» PASSAGE
########
Fernando Botero: Colombian Artist Turns 80 And Has No Plans To Retire (PHOTOS)

PHOTOS: Happy Birthday, Fernando Botero!

Fernando Botero says he's never painted a fat person in his life. According to El Maestro, as he is often referred to, the volume and exaggerated sizes in his art work are but a mere glorification of sensuality and life.

The overplayed proportions of his art work--which includes over 3,000 paintings and 300 sculptures-- have earned Botero world-wide recognition, making him one of the most acclaimed contemporary artists still alive.

While most artists of his caliber have achieved fame after their death, Botero is alive, well and able to enjoy his artistic recognition.

Today, as he celebrates his 80th birthday, the Colombian artist doesn't have any plans for retirement. On the contrary, age has brought about a sense of urgency to create more art.

"I work more now perhaps because I know that there is so little time left," said Botero in an interview with AFP. Botero dedicates 10 hours every day to his art.

"I often think about death and it saddens me to leave this world and not be able to paint more. I love it so much," Botero told the AFP.

Fernando Botero was born in Medellín, Colombia in 1932. At the age of 12, he enrolled in matador school where he trained for two years to become a bull fighter. La corrida was a favorite subject in his earlier work. Botero sold his first work of art for $2 dollars to a local merchant who dealt bullfighting tickets.

At age 15, he got a job as an illustrator in "El Colombiano", Medellin's leading newspaper while he continued with his education at a Jesuit-run school. His nude illustrations and Marxist writings were at odds with his education and Botero was expelled from school according to the Spanish-language Colombian magazine SEMANA.

"When I started, it was an 'exotic' profession in Colombia," Botero said of his artistic career to the AFP. "It was neither accepted nor did it have any prospects."

But he persisted and moved to Bogota where he won an art competition that earned him enough money to travel and to study art in Europe. He later moved to New York where he perfected his voluptuous style which inspired the artistic trend known today as "Boterismo." Botero went from being a nobody to having the biggest art merchants interested in his art.

Still abroad, Botero retained his interest in depicting life in Colombia. Middle class families, military men and exotic fruit are readily seen as subject in his painting.

But not all of Botero's life is such a romantic story.

Two big misfortunes have marked his life. His son Fernando Botero Zea was part of a shady Colombian politics and drug scandal in the 1990s. He was charged in 1996 with illegal enrichment for a third party and for falsifying campaign documents while he worked as Defense Minister in Colombia. He was sentenced and spent 30 months in jail.

It took four years for Botero and his son to speak to each other agin. Today they're in good terms.
########
» MATERIAL
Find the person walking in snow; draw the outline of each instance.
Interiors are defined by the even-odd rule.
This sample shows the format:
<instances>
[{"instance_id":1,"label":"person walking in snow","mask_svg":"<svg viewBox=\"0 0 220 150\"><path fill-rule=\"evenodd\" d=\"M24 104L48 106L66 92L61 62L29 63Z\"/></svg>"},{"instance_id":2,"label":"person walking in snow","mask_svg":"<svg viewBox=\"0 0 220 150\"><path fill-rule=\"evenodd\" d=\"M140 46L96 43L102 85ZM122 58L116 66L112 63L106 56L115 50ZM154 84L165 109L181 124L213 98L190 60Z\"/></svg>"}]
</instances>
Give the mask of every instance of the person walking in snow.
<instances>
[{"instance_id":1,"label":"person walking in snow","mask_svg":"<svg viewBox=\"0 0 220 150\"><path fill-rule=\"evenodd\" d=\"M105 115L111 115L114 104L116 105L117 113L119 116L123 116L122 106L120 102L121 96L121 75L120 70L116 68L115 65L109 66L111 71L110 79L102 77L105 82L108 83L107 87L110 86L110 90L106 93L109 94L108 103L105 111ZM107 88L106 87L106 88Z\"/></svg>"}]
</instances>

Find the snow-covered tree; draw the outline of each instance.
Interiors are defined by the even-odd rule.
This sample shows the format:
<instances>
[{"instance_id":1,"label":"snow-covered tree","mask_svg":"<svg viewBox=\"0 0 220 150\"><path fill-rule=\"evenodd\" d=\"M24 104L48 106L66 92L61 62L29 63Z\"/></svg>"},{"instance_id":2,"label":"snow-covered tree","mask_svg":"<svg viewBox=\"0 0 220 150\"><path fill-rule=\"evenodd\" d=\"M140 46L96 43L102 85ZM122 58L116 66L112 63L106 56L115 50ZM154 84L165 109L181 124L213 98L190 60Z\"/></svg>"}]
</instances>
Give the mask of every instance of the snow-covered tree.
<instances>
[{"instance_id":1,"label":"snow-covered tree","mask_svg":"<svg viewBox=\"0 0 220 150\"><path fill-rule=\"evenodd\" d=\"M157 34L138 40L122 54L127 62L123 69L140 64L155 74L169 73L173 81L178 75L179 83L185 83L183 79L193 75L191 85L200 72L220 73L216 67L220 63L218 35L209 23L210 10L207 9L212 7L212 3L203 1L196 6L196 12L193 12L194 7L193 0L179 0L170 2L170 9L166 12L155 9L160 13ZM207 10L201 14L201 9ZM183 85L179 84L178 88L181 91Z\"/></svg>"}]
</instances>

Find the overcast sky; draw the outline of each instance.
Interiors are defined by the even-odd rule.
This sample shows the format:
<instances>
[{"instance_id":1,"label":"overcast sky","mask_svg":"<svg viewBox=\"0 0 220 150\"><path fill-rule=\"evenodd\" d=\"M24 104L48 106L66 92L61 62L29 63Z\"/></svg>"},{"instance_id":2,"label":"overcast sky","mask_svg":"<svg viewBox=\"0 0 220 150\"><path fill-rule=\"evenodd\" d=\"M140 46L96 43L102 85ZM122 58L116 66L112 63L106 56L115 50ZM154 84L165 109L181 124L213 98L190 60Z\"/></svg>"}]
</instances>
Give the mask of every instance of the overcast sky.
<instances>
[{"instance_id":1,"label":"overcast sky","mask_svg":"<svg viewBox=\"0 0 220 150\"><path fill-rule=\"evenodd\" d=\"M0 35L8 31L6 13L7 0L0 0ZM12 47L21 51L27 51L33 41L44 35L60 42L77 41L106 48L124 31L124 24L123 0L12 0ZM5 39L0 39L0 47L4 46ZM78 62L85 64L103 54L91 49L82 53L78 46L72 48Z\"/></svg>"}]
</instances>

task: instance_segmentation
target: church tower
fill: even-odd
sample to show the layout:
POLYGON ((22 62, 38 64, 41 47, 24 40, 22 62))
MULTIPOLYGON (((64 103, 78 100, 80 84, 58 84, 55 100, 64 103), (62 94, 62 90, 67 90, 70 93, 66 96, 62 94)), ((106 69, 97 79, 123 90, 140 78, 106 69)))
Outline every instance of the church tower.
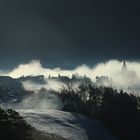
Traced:
POLYGON ((126 62, 125 62, 125 60, 123 60, 122 71, 124 72, 126 70, 127 70, 126 62))

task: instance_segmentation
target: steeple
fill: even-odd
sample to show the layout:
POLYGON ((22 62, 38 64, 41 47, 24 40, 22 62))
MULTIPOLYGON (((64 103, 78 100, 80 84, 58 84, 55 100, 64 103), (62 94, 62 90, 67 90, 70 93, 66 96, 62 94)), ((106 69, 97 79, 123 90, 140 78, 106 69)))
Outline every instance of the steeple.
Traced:
POLYGON ((126 66, 126 62, 125 59, 123 60, 123 66, 122 66, 122 71, 126 71, 127 70, 127 66, 126 66))

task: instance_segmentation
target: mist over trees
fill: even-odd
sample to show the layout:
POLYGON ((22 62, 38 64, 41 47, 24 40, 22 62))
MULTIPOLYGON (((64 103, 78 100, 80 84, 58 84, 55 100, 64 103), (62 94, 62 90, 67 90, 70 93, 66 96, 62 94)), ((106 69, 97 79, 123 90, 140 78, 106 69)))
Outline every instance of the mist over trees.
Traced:
MULTIPOLYGON (((55 87, 56 85, 53 85, 52 82, 51 88, 45 89, 44 86, 41 86, 42 88, 37 90, 38 93, 36 91, 34 93, 34 91, 27 91, 23 89, 23 86, 20 83, 21 78, 20 80, 18 79, 14 80, 12 78, 11 79, 8 78, 9 82, 7 82, 7 78, 8 77, 6 77, 5 82, 3 82, 3 80, 1 80, 0 82, 2 83, 0 84, 1 102, 5 102, 5 101, 7 102, 9 100, 11 102, 14 100, 15 97, 17 98, 17 96, 21 95, 19 96, 19 98, 17 98, 18 102, 20 102, 20 101, 24 101, 25 97, 27 97, 28 99, 28 96, 33 97, 39 94, 39 96, 35 96, 35 99, 36 97, 37 99, 39 97, 37 101, 37 106, 38 106, 39 101, 41 101, 40 99, 42 98, 44 99, 43 103, 46 102, 47 104, 49 102, 48 98, 50 98, 51 101, 54 101, 54 104, 55 103, 57 104, 58 102, 55 102, 56 100, 52 100, 52 98, 58 97, 59 99, 58 101, 62 102, 61 110, 68 111, 68 112, 76 112, 89 116, 93 119, 98 119, 101 122, 103 122, 106 126, 108 126, 110 131, 112 131, 119 139, 132 140, 132 139, 139 139, 140 137, 139 136, 140 97, 134 94, 130 94, 130 93, 128 94, 123 90, 113 89, 110 86, 111 81, 110 79, 108 79, 108 77, 97 77, 96 83, 93 83, 91 79, 87 78, 86 76, 77 78, 75 75, 73 75, 72 78, 70 79, 68 77, 59 75, 58 77, 51 77, 49 78, 49 80, 53 79, 57 81, 57 83, 63 83, 63 84, 59 84, 62 86, 60 88, 61 90, 60 89, 54 90, 53 86, 55 87), (15 85, 18 87, 17 91, 15 85, 11 86, 14 84, 14 81, 15 81, 15 85), (109 87, 107 87, 106 85, 104 86, 102 82, 105 84, 108 83, 109 87), (46 93, 55 96, 48 96, 46 93)), ((30 80, 30 77, 27 78, 30 80)), ((36 77, 36 78, 31 77, 31 78, 34 79, 39 84, 40 83, 44 84, 44 82, 42 82, 43 80, 42 77, 41 79, 40 77, 36 77)), ((24 79, 26 81, 26 77, 22 78, 22 80, 24 79)), ((34 100, 34 98, 31 99, 34 100)), ((17 101, 14 102, 14 104, 16 103, 17 101)), ((47 109, 48 108, 46 108, 46 110, 47 109)), ((12 135, 11 137, 14 138, 13 140, 16 140, 17 137, 15 138, 14 136, 16 136, 15 133, 18 132, 17 128, 27 127, 26 130, 28 130, 28 128, 30 129, 28 125, 24 124, 23 119, 19 117, 16 112, 12 110, 3 111, 1 109, 0 117, 1 117, 0 129, 2 129, 1 132, 3 132, 1 134, 1 137, 3 134, 10 133, 9 136, 12 135), (22 126, 18 125, 15 120, 18 120, 18 123, 23 122, 23 125, 22 126)), ((23 132, 19 132, 19 133, 22 134, 23 132)), ((28 133, 23 133, 23 138, 26 139, 27 135, 28 133)))
POLYGON ((58 94, 62 110, 77 112, 101 120, 119 139, 140 138, 140 97, 111 87, 80 85, 74 91, 69 86, 58 94))

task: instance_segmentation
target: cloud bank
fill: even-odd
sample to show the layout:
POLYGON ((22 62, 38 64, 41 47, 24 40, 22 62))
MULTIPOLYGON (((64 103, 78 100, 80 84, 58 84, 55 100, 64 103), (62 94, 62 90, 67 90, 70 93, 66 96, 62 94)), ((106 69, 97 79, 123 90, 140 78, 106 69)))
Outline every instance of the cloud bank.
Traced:
MULTIPOLYGON (((123 63, 118 60, 109 60, 103 63, 99 63, 94 67, 89 67, 83 64, 81 66, 77 66, 75 69, 65 70, 61 68, 45 68, 41 65, 39 60, 31 60, 28 63, 20 64, 17 68, 6 73, 5 75, 11 76, 13 78, 18 78, 23 75, 44 75, 47 78, 49 75, 55 77, 58 76, 58 74, 61 74, 63 76, 71 77, 72 74, 78 74, 80 76, 86 75, 93 81, 95 81, 96 76, 108 76, 112 78, 113 86, 116 88, 128 89, 131 86, 131 89, 139 91, 140 62, 126 61, 126 65, 127 71, 125 72, 122 71, 123 63)), ((28 86, 28 83, 25 84, 28 86)), ((33 85, 32 88, 36 88, 36 85, 33 85)))

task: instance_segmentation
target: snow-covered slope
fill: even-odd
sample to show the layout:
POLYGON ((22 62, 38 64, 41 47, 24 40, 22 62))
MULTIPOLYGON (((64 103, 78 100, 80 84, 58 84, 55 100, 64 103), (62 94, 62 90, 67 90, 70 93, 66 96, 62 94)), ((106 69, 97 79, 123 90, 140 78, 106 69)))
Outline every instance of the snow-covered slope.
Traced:
POLYGON ((58 110, 17 110, 36 129, 67 140, 115 140, 99 121, 58 110))

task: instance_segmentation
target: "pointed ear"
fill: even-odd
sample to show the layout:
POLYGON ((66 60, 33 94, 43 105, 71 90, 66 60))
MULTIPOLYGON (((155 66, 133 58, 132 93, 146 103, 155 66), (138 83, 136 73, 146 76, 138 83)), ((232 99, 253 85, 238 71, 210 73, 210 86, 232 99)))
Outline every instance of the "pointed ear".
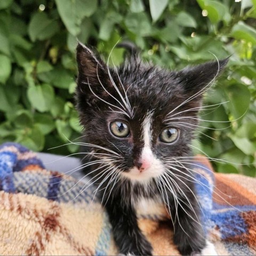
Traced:
POLYGON ((187 67, 178 71, 178 76, 186 92, 194 94, 209 88, 215 78, 221 74, 228 61, 227 58, 187 67))
POLYGON ((95 85, 100 86, 100 83, 105 83, 108 77, 105 63, 80 42, 76 48, 76 60, 78 68, 77 85, 82 92, 90 91, 88 84, 95 89, 95 85))

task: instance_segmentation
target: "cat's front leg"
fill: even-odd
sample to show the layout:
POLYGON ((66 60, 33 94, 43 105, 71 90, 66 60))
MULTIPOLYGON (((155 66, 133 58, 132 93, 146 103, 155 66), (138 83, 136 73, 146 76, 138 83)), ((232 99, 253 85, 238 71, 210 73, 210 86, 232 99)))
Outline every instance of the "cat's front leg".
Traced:
POLYGON ((186 195, 187 198, 178 199, 174 242, 181 255, 201 255, 206 246, 205 235, 198 203, 192 193, 186 195))
POLYGON ((152 255, 152 246, 138 227, 136 212, 131 204, 124 204, 121 198, 115 197, 109 199, 106 207, 120 253, 152 255))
########
» EXERCISE DETAILS
Please pick up the Fernando Botero article after its final sentence and keep writing it. The entries above are separate material, unrelated to the article on Fernando Botero.

» OUTPUT FOR THIS TASK
The other tragedy in Botero's life happened in 1974 during a family vacation in Spain. While on a road trip between Sevilla and Cordoba, the family car got hit by a truck killing Botero's four year-old son Pedrito.

The depression brought about by this tragedy kept Botero secluded in his Paris studio painting for several months. Botero says the best painting he has ever done is a portrait of Pedrito on top of a horse.

"It's board of salvation in the midst of all the dramas," he told Semana magazine.

Botero has used art as a catalyst in other occasions.

Back in 2006, Botero was so struck when he learned about the brutalities happening in the Abu Ghraib prison in Iraq that he created an entire series based on the stories of torture of Iraqi inmates.

"These works are a result of the indignation that the violations in Iraq produced in me and the rest of the world," Botero said in an interview with the NYTimes.

"I began to do some very fluid drawings, and then I began to paint and the results are 50 works inspired by this great crime."

The result is paintings, drawings and watercolors that show prisoners being tortured, shackled, dangling from ropes, beaten, vomiting and bleeding.

"These paintings do something that the harrowing photographs taken at Abu Ghraib do not," wrote Robert Smith about Botero's 'Abu Ghraib' series in an article for the NYTimes. "They restore the prisoners’ dignity and humanity without diminishing their agony or the injustice of their situation."

More than just a sculptor and painter, Botero is an avid lover and a philanthropist of the arts.

In 2000 the "Botero Museum" opened in the city of Bogota after Botero donated 208 works of his private collection-- 123 of his own and 85 by international artists. The art was donated in exchange for having a museum that is free for it's visitors.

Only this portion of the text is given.